» Consigne donnée
Reproduisez sous forme de liste numérotée les lignes du matériel, en partant de son début et en terminant par la ligne qui contient « pixel 96 189 », ces deux bornes comprises et les lignes vides exclues. Laissez les images hors de votre réponse.

» Données fournies

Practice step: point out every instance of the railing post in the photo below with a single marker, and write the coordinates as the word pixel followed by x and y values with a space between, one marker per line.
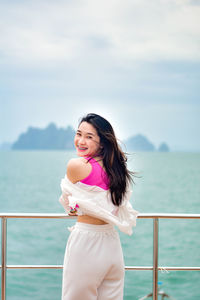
pixel 3 258
pixel 155 259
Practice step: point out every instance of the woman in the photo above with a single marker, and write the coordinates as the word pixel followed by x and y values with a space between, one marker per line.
pixel 96 189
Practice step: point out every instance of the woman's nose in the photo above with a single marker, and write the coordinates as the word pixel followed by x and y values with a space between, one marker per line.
pixel 82 140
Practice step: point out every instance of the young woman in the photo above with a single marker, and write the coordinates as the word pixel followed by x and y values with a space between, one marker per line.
pixel 96 188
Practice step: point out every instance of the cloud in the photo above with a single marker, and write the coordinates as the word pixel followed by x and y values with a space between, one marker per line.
pixel 69 31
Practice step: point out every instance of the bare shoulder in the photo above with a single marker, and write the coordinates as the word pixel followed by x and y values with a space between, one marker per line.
pixel 78 169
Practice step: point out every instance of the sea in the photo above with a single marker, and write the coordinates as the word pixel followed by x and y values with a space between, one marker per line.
pixel 163 183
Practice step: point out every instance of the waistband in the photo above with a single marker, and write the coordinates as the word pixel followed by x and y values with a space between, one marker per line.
pixel 93 227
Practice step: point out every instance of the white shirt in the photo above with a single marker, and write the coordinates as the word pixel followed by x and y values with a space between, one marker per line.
pixel 96 202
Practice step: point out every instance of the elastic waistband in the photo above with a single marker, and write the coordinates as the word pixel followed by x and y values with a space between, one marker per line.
pixel 92 227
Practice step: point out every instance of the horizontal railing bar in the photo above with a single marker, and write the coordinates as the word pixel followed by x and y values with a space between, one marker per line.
pixel 36 215
pixel 128 268
pixel 164 268
pixel 65 216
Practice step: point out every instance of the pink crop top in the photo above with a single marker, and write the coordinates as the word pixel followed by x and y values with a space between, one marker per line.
pixel 97 176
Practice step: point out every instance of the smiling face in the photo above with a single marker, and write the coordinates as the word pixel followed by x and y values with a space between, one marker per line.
pixel 86 141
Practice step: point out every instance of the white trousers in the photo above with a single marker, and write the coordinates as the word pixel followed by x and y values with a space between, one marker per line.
pixel 93 264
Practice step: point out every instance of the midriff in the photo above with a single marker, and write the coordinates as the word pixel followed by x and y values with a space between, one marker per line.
pixel 90 220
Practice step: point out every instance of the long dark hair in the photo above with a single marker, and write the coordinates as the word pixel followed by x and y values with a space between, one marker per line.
pixel 114 159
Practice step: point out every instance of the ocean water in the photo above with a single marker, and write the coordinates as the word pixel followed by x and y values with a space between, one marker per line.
pixel 168 183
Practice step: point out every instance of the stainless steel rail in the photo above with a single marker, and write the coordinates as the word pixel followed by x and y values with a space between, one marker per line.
pixel 155 268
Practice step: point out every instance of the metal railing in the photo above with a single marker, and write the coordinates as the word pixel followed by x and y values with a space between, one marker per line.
pixel 155 268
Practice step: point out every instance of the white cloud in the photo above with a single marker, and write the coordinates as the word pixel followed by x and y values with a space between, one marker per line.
pixel 49 32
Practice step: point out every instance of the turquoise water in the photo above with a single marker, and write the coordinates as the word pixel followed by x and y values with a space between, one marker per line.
pixel 169 183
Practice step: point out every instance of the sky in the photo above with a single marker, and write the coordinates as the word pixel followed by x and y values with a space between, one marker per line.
pixel 135 62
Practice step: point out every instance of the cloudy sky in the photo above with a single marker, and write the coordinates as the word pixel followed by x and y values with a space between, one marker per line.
pixel 135 62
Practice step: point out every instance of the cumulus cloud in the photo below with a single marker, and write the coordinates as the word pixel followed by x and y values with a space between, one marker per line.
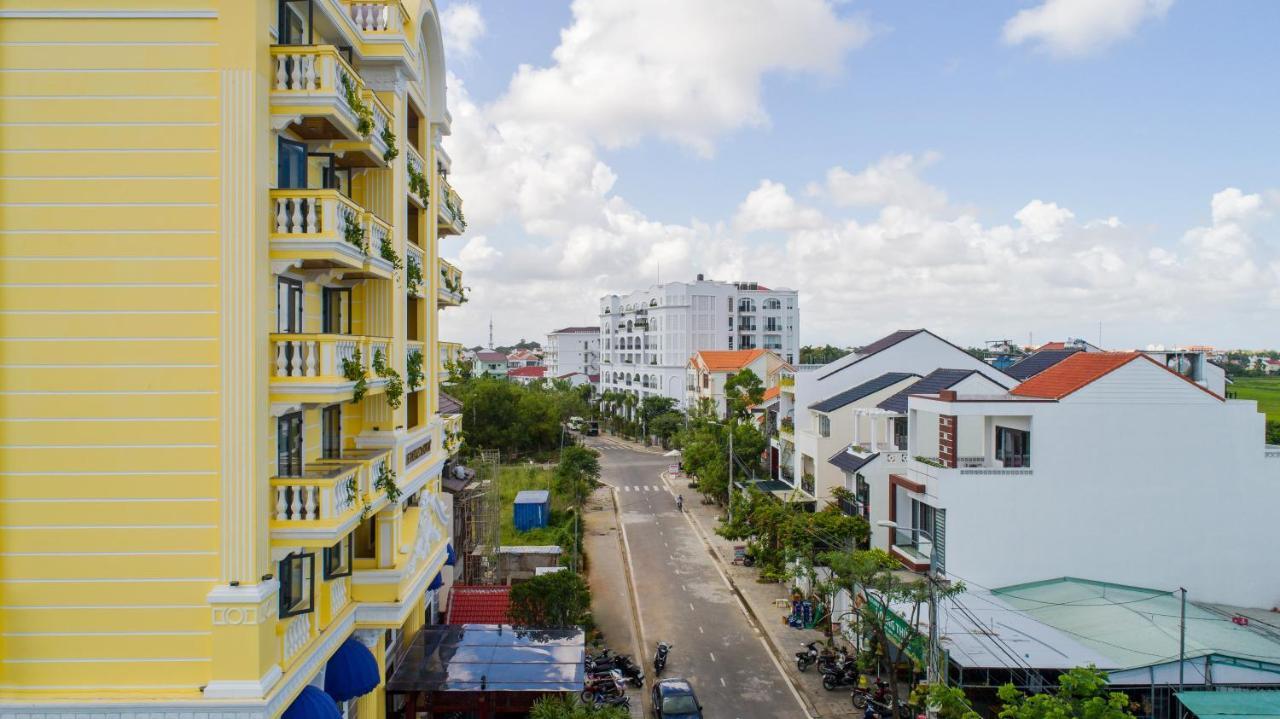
pixel 1073 28
pixel 679 69
pixel 892 181
pixel 462 26
pixel 771 207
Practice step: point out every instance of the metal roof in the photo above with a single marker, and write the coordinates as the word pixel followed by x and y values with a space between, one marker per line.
pixel 1037 362
pixel 935 381
pixel 1232 704
pixel 850 462
pixel 854 394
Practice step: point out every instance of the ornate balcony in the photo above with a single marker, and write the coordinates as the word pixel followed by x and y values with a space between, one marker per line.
pixel 321 229
pixel 315 369
pixel 318 95
pixel 451 292
pixel 449 210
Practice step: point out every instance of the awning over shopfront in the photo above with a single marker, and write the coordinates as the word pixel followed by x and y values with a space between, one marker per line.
pixel 351 672
pixel 312 704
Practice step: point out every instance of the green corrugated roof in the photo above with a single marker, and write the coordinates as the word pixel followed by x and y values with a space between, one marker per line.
pixel 1134 626
pixel 1233 704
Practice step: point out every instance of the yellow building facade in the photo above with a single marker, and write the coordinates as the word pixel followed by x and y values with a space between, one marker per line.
pixel 219 355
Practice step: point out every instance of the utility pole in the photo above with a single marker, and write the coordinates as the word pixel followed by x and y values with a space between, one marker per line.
pixel 1182 641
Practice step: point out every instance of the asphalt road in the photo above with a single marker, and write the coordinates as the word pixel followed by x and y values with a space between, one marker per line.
pixel 684 600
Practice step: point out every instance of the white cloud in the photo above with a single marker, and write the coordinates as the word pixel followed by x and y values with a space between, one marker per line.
pixel 771 207
pixel 892 181
pixel 682 71
pixel 1073 28
pixel 462 26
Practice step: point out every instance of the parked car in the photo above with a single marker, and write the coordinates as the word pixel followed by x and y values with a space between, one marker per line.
pixel 675 699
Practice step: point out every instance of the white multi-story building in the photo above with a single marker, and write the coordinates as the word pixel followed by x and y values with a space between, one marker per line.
pixel 572 349
pixel 647 337
pixel 1106 466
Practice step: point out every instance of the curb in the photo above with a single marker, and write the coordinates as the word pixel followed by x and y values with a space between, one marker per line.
pixel 780 659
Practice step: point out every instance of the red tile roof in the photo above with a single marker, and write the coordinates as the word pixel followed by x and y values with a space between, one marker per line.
pixel 526 372
pixel 725 360
pixel 1084 367
pixel 470 604
pixel 1073 372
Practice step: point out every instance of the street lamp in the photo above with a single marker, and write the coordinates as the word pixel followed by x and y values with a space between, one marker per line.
pixel 933 672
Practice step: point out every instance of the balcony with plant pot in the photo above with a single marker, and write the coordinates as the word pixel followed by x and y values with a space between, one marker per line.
pixel 324 369
pixel 325 230
pixel 451 292
pixel 449 210
pixel 318 95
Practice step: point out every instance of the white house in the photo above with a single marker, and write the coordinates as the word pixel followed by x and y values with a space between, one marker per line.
pixel 1106 466
pixel 917 352
pixel 572 349
pixel 647 337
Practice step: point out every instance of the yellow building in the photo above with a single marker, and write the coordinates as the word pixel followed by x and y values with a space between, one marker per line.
pixel 222 447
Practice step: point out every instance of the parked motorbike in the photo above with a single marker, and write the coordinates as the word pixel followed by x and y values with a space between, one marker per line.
pixel 880 700
pixel 659 658
pixel 807 658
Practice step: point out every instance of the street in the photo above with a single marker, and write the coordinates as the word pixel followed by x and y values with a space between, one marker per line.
pixel 684 600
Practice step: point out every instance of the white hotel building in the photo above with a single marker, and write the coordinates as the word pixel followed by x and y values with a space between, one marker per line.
pixel 647 337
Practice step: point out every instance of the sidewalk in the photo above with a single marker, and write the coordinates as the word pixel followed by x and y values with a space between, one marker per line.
pixel 611 590
pixel 759 599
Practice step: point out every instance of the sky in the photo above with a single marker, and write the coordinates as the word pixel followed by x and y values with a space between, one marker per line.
pixel 1027 170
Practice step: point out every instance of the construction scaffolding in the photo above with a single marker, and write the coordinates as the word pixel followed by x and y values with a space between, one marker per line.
pixel 481 527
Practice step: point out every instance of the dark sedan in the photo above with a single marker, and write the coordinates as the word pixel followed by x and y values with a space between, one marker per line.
pixel 675 699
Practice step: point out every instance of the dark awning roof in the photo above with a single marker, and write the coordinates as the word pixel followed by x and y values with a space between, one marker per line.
pixel 466 658
pixel 351 672
pixel 1037 362
pixel 933 383
pixel 854 394
pixel 850 462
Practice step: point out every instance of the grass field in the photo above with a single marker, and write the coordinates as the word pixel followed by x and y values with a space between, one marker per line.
pixel 560 530
pixel 1265 390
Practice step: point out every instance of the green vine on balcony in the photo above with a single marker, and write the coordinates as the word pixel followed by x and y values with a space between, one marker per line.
pixel 355 233
pixel 414 370
pixel 353 369
pixel 388 251
pixel 389 141
pixel 417 183
pixel 357 105
pixel 387 482
pixel 414 275
pixel 394 389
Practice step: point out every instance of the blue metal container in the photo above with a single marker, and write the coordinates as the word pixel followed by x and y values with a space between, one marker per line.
pixel 533 509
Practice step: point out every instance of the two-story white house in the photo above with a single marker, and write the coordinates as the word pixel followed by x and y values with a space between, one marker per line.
pixel 1107 466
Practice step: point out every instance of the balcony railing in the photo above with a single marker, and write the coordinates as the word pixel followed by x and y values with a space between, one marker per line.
pixel 452 221
pixel 415 173
pixel 324 229
pixel 451 291
pixel 318 94
pixel 378 17
pixel 312 367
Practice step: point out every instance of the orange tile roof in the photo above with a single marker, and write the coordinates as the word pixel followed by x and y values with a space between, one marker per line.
pixel 723 360
pixel 1073 372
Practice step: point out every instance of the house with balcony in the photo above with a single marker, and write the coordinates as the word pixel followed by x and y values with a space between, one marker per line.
pixel 848 385
pixel 264 398
pixel 1107 466
pixel 709 369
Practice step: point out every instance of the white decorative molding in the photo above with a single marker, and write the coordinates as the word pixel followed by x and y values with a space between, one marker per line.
pixel 245 688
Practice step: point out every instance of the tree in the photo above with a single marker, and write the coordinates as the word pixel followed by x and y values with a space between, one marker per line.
pixel 1080 692
pixel 551 601
pixel 558 706
pixel 876 575
pixel 743 390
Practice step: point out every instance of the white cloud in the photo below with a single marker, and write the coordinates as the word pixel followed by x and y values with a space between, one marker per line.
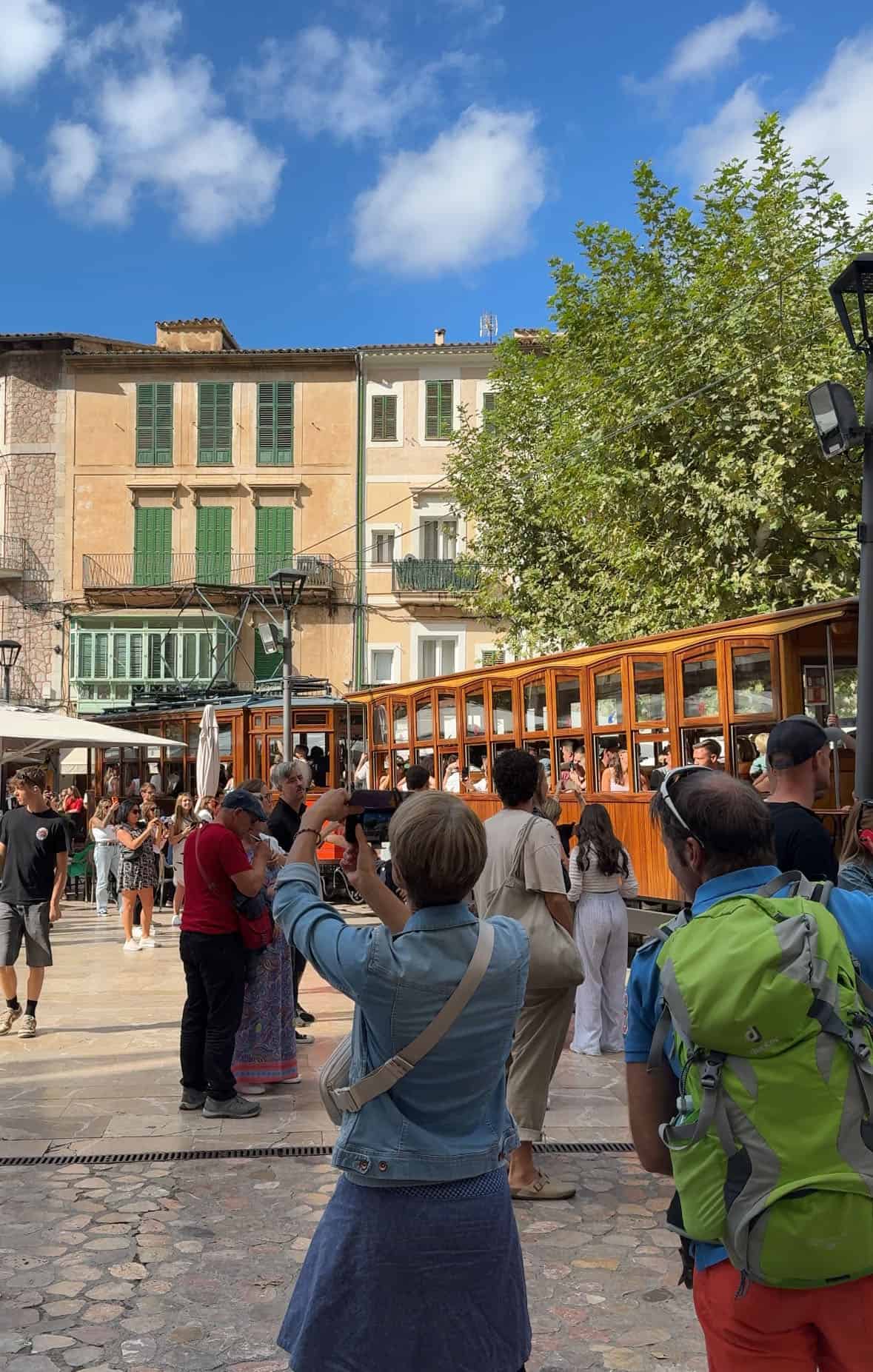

» Réponse complète
1. Practice step: point out every instance of the railing post in the photo below with a single marker, and write the coordinates as the word pixel followed by x and y values with a space between, one marker per line.
2. pixel 3 258
3. pixel 155 259
4. Practice step: point out every instance of the woman in the photo above with a single marker, and write the coordinates as the word pixel followed by x and y values with a space between, one marker per line.
5. pixel 96 189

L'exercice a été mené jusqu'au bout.